- Try it -
Write out the complete data exactly as written.

───── Provided records ─────

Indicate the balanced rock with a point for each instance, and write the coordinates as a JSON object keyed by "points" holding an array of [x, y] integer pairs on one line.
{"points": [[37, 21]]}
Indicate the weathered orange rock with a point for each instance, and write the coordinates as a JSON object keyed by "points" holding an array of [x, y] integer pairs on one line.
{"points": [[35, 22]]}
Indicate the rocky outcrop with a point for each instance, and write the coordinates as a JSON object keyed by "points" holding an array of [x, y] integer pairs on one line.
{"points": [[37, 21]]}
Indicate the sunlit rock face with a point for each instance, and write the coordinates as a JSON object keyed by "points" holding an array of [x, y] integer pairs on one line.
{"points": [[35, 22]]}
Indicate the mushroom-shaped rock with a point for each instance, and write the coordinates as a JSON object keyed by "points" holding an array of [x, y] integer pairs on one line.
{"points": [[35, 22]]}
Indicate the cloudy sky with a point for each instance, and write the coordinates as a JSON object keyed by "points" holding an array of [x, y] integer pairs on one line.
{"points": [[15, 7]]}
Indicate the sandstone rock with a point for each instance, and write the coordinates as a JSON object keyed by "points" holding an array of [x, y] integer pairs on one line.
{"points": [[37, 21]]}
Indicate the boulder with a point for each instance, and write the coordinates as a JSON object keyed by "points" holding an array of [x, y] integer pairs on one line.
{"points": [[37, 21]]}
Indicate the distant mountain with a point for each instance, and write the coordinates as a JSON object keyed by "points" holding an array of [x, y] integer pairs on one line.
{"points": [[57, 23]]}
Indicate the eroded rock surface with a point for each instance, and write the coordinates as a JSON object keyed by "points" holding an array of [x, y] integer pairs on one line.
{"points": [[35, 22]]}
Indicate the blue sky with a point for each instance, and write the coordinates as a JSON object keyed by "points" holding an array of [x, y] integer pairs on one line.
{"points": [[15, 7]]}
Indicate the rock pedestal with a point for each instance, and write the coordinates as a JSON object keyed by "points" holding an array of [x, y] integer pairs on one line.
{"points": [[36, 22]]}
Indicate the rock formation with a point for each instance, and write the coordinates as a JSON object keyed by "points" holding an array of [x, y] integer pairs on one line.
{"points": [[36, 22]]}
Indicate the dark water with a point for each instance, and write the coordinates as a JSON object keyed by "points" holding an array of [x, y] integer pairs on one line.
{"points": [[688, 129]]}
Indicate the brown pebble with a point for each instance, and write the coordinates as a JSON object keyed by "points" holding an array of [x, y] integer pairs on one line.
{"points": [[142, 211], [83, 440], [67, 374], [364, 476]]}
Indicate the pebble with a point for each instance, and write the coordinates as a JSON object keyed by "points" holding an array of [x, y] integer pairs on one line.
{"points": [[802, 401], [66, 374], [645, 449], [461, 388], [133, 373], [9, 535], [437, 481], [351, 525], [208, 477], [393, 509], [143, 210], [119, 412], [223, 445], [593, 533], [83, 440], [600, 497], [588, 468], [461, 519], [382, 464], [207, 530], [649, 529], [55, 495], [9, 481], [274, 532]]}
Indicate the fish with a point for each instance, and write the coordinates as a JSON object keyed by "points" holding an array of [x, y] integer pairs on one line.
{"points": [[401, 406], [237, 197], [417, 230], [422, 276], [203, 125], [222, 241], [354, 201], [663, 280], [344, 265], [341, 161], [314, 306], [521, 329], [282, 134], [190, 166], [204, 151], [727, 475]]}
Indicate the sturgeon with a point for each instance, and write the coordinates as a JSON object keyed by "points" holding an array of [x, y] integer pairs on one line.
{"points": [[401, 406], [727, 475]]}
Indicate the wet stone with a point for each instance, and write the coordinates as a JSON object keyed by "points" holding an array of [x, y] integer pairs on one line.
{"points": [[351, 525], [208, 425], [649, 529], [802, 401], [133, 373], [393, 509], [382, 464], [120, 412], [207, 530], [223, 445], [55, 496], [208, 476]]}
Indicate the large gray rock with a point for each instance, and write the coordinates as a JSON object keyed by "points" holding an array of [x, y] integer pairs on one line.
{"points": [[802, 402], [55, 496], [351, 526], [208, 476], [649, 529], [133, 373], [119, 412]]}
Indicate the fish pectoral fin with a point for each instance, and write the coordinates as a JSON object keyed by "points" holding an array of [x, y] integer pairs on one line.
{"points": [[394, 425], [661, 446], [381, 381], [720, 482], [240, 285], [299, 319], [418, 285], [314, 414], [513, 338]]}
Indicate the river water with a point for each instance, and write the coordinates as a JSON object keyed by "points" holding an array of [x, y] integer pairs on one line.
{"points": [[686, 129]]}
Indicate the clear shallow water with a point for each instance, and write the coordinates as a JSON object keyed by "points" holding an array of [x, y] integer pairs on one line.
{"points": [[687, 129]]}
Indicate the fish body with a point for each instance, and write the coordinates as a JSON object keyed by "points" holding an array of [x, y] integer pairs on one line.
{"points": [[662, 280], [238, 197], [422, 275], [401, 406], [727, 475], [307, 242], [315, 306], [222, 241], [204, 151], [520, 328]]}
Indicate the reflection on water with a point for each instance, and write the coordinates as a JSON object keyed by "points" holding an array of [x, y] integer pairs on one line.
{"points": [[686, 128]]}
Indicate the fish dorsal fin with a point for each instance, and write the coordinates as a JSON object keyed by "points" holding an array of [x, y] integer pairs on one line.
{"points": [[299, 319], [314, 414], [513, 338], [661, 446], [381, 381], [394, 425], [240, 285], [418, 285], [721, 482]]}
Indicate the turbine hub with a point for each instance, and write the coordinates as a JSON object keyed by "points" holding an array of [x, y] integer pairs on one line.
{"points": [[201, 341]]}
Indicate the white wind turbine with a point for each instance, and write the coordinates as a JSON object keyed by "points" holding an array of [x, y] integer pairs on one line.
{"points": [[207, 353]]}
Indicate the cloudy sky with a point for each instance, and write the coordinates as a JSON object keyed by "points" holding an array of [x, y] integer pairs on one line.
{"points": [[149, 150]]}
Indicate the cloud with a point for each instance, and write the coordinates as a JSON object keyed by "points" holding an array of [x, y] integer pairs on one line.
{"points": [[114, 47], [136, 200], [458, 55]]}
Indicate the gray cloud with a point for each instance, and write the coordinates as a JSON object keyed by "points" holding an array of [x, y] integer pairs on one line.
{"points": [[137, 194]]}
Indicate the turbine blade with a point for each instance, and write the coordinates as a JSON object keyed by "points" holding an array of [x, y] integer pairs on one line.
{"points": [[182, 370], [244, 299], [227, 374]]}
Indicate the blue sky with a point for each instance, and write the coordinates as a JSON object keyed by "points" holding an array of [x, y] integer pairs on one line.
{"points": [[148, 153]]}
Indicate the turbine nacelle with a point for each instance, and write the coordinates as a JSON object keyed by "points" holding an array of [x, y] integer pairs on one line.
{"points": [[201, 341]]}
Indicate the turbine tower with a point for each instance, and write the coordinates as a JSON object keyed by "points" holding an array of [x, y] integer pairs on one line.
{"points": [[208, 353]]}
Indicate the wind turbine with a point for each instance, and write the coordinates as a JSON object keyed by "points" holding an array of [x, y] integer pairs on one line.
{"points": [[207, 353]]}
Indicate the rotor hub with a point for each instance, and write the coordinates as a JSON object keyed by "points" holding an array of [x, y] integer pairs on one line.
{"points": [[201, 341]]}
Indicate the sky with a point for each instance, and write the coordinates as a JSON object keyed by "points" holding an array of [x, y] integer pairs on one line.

─────

- Result of the task -
Indicate the balanced rock with a point for each instance, and write the coordinates as a JSON object keyed by "points" holding an array of [x, y] integer pairs on one line.
{"points": [[37, 21]]}
Indicate the weathered orange rock with a point for each instance, and write the coordinates as a JSON object keyed by "points" holding an array of [x, y] integer pairs on one line.
{"points": [[35, 22]]}
Indicate the rocky outcrop with a point for each instance, and write the coordinates as a JSON object keyed by "points" holding an array of [x, y] integer pairs on one line.
{"points": [[37, 21]]}
Indicate the sunlit rock face with a point for each instance, and write the coordinates as a JSON object keyed by "points" holding an array of [x, y] integer pairs on one line.
{"points": [[35, 22]]}
Indicate the mushroom-shaped rock with a point for each instance, and write the coordinates as a JSON object keyed by "points" holding an array of [x, y] integer pairs on one line.
{"points": [[35, 22]]}
Indicate the cloudy sky with a point for each instance, and write the coordinates as a JSON object keyed by "points" holding an array of [x, y] integer pairs on one line.
{"points": [[15, 7]]}
Indicate the sandstone rock with a point for each instance, and write the coordinates as a JSON object keyed by "points" holding an array of [x, y] integer pairs on one line.
{"points": [[37, 21]]}
Indicate the boulder with a point for each instance, and write the coordinates as a JSON object keyed by "points" holding an array of [x, y] integer pairs on one line.
{"points": [[37, 21]]}
Indicate the distant mountain with a point for each instance, and write the coordinates as a JSON object keyed by "points" holding an array of [x, y] integer pairs on one line.
{"points": [[57, 23]]}
Indicate the eroded rock surface with a point for each instance, and write the coordinates as a JSON object keyed by "points" holding an array of [x, y] integer pairs on one line.
{"points": [[35, 22]]}
Indicate the blue sky with a point for each instance, and write the coordinates as a JSON object keyed by "points" holding an array of [x, y] integer pairs on one line.
{"points": [[15, 7]]}
Indicate the rock pedestal with a point for each instance, and write the coordinates as a JSON object keyed by "points" holding an array of [x, y] integer pairs on one line.
{"points": [[36, 22]]}
Indicate the rock formation with a point for each instance, and write the coordinates as a JSON object keyed by "points" holding an array of [x, y] integer pairs on one line.
{"points": [[36, 22]]}
Indicate the dark water with a point for each instance, and write the coordinates as a JSON object keyed by "points" holding an array of [x, y] integer pairs on one line.
{"points": [[688, 129]]}
Indicate the brown pebble with a point for each instance, and write the coordinates as a JSON object keyed by "points" holding an array of [x, y] integer pairs on one line.
{"points": [[142, 211], [83, 440], [67, 374], [364, 476]]}
Indicate the pebble with a point for each instance, and write the coordinates as a JSON object keyed by "points" holding an array of [x, y] integer pairs on one line.
{"points": [[802, 401], [66, 374], [645, 449], [461, 388], [133, 373], [9, 535], [437, 481], [351, 525], [208, 477], [393, 509], [143, 210], [119, 412], [223, 445], [593, 533], [83, 440], [600, 497], [588, 468], [461, 519], [382, 464], [207, 530], [649, 529], [55, 495], [9, 481], [274, 532]]}
Indicate the fish with a point for each instance, and write the coordinates as a JSON object keyed by "points" holding an array of [x, y] integer pairs on one line.
{"points": [[401, 406], [237, 197], [417, 230], [422, 276], [203, 125], [222, 241], [354, 201], [663, 280], [344, 265], [341, 161], [314, 306], [521, 329], [282, 134], [190, 166], [204, 151], [727, 475]]}
Indicate the sturgeon with a point for each instance, and write the coordinates as a JSON object keyed by "points" holding an array of [x, y] integer pairs on one line.
{"points": [[401, 406], [727, 475]]}
Indicate the wet stone with a point for each instance, and write the coordinates as a JSON object keyed by "points" holding an array of [x, y] integer pairs on one line.
{"points": [[351, 525], [208, 425], [649, 529], [802, 401], [133, 373], [393, 509], [382, 464], [120, 412], [207, 530], [223, 445], [55, 496], [208, 476]]}
Indicate the large gray rock with a point for each instance, and write the coordinates as a JSON object keyed by "points" holding an array of [x, y] integer pairs on one line.
{"points": [[802, 402], [55, 496], [351, 526], [208, 476], [649, 529], [133, 373], [119, 412]]}
Indicate the fish pectoral fin with a point for each instance, and write the coordinates as a JSON object keyed by "points" holding an array of [x, y] integer pairs on one line.
{"points": [[394, 425], [661, 446], [381, 381], [720, 482], [240, 285], [299, 319], [418, 285], [314, 414], [513, 338]]}
Indicate the river water with a point for each instance, and write the coordinates as a JSON object keyed by "points" holding an array of [x, y] integer pairs on one line.
{"points": [[686, 129]]}
Indicate the clear shallow water with a point for each instance, and write the coordinates as a JSON object keyed by "points" holding an array of [x, y] integer pairs on one line.
{"points": [[687, 129]]}
Indicate the fish body with a point for each instance, and write the coordinates as a JSON object keyed by "points" holding an array of [x, y] integer pairs on one line.
{"points": [[662, 280], [238, 197], [422, 275], [401, 406], [727, 475], [307, 242], [315, 306], [222, 241], [204, 151], [520, 328]]}
Indicate the reflection on water with a point for each instance, and write the coordinates as a JSON object keyed by "points" holding an array of [x, y] integer pairs on one line.
{"points": [[686, 128]]}
Indicate the fish dorsal fin with a point for each instance, and write the coordinates as a JSON object keyed by "points" holding an array of [x, y] integer pairs on one line.
{"points": [[299, 319], [314, 414], [513, 338], [661, 446], [381, 381], [394, 425], [240, 285], [418, 285], [721, 482]]}
Indicate the turbine hub with a point for each instance, and write the coordinates as a JSON object keyed by "points" holding an array of [x, y] integer pairs on one line.
{"points": [[201, 341]]}
Indicate the white wind turbine with a point for each instance, and write the coordinates as a JSON object keyed by "points" holding an array of [x, y] integer pairs on one line.
{"points": [[207, 353]]}
Indicate the cloudy sky with a point for each instance, and write the coordinates as a JSON object keyed by "points" holding an array of [x, y] integer pairs on one line.
{"points": [[149, 150]]}
Indicate the cloud with a point for each instance, and write the coordinates as a JSON object keyed by "points" holding an array of [x, y] integer pairs on one line.
{"points": [[114, 47], [136, 200], [458, 55]]}
Indicate the gray cloud with a point for each instance, and write the coordinates as a JSON object keyed by "points" holding an array of [x, y] integer pairs on one line.
{"points": [[137, 194]]}
Indicate the turbine blade with a point for each instance, and write the coordinates as a JSON object keyed by "points" holding an array of [x, y] integer pairs on one line.
{"points": [[182, 370], [244, 299], [227, 374]]}
Indicate the blue sky with a point for each instance, and write the coordinates as a JSON object keyed by "points" holding an array of [x, y] integer pairs on one line.
{"points": [[148, 153]]}
Indicate the turbine nacelle with a point for each instance, and write the coordinates as a JSON object keyed by "points" holding an array of [x, y] integer pairs on one line.
{"points": [[201, 341]]}
Indicate the turbine tower with a point for each instance, and write the coordinates as a JSON object keyed by "points" holding an array of [x, y] integer pairs on one line.
{"points": [[208, 353]]}
Indicate the wind turbine with a point for each instance, and write the coordinates as a JSON object keyed by "points" holding an array of [x, y] integer pairs on one line.
{"points": [[207, 353]]}
Indicate the rotor hub with a point for each instance, and write the coordinates as a JSON object keyed by "points" holding an array of [x, y] integer pairs on one line.
{"points": [[201, 341]]}
Indicate the sky with a point for each instance, and write the coordinates as a JSON object keyed by "points" holding an array of [x, y] integer pairs on one line.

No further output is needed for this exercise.